**PROBLEM DETAILS:** Extract the items verbatim, starting at the line containing "window frame in" and continuing through the last line of the items, with both end lines included.

— START OF RAW DATA —

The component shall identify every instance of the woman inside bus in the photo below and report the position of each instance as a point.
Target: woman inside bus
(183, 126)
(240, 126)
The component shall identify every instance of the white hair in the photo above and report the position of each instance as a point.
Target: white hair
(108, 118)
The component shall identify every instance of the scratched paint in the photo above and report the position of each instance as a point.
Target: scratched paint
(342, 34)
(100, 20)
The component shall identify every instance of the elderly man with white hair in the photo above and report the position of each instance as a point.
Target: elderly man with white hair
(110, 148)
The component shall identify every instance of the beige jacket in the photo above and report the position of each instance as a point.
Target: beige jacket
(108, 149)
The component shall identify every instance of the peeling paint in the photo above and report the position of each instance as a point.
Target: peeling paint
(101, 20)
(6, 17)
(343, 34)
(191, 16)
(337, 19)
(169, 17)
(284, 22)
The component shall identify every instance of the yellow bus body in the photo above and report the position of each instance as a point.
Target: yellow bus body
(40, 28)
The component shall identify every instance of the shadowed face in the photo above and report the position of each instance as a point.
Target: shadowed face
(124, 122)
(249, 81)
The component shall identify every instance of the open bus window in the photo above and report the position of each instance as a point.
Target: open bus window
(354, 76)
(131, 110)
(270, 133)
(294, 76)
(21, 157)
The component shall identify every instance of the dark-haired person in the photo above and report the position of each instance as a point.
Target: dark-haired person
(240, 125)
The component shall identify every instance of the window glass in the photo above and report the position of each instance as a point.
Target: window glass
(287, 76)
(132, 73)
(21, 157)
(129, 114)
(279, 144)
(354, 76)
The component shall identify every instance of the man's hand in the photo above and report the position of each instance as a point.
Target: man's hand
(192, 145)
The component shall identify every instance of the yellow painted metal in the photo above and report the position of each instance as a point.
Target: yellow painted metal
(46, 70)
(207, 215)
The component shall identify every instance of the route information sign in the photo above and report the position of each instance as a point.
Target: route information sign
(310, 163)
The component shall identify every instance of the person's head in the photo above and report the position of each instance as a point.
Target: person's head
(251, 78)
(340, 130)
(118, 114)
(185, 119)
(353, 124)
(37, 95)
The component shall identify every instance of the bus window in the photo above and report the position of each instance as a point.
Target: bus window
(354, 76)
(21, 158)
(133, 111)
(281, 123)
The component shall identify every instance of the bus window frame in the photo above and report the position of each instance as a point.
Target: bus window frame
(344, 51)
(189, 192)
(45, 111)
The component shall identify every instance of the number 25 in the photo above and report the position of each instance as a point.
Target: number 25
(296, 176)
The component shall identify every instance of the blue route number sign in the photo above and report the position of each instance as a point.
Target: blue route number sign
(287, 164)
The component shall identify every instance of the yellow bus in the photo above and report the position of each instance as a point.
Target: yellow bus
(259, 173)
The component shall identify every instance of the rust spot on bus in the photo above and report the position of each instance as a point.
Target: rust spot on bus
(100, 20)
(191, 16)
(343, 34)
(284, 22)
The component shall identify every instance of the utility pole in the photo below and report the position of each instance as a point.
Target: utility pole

— END OF RAW DATA —

**ANSWER TO THE EXERCISE:**
The component shall identify every instance of the bus window frame in the photo above and report the position of each instance as a point.
Target: bus window frame
(344, 51)
(189, 192)
(45, 111)
The component shall identify every instance of the number 25 in the photo above and report the position of each instance as a point.
Target: number 25
(296, 176)
The component shall identify every instance of the blue route number sign in the photo above and report the position of each instance as a point.
Target: blue route number sign
(287, 164)
The component shall identify every instance of the yellow bus in the photo above and report the position of each instance as a point.
Target: yellow bus
(259, 173)
The component shall identify every instance of the rust spot on bus in the photo above and report the position of each instance as a point.
Target: rust spot on bus
(100, 20)
(191, 16)
(343, 34)
(284, 22)
The component shall identify every instance of the utility pole in the photo below and report the position of each instance as a point.
Target: utility pole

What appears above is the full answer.